- To be done -
List each line in the rows below that contains the string "target". Case counts.
═══ Information provided
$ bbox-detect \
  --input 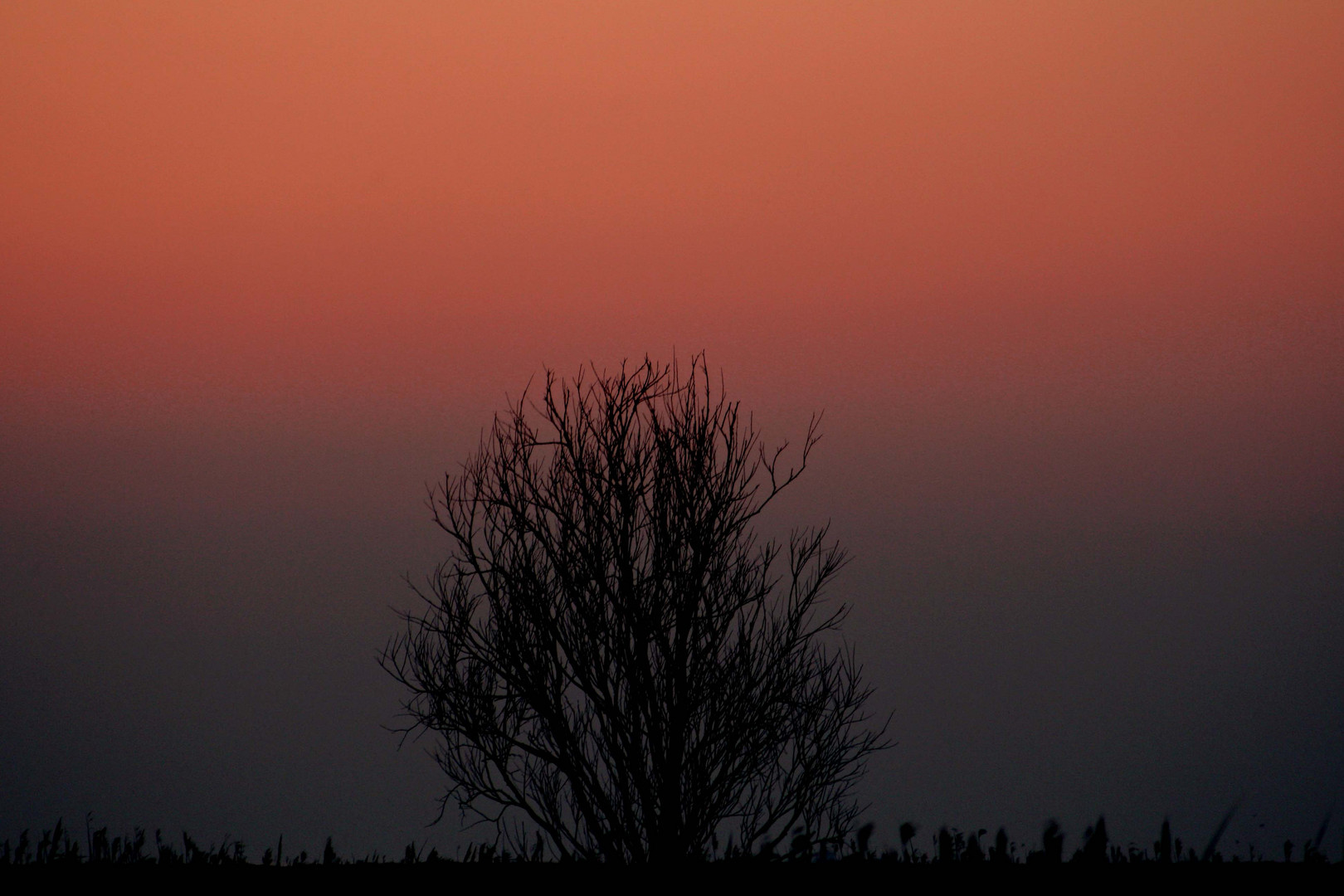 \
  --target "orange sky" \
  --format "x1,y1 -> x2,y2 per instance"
0,0 -> 1344,855
0,2 -> 1344,526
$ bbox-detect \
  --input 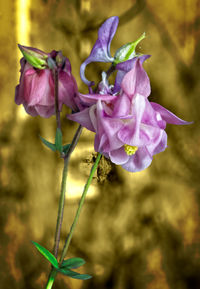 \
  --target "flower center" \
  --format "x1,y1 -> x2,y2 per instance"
124,144 -> 138,156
══════
- Output for this task -
  --target "orange sky" \
  --target "flower center" \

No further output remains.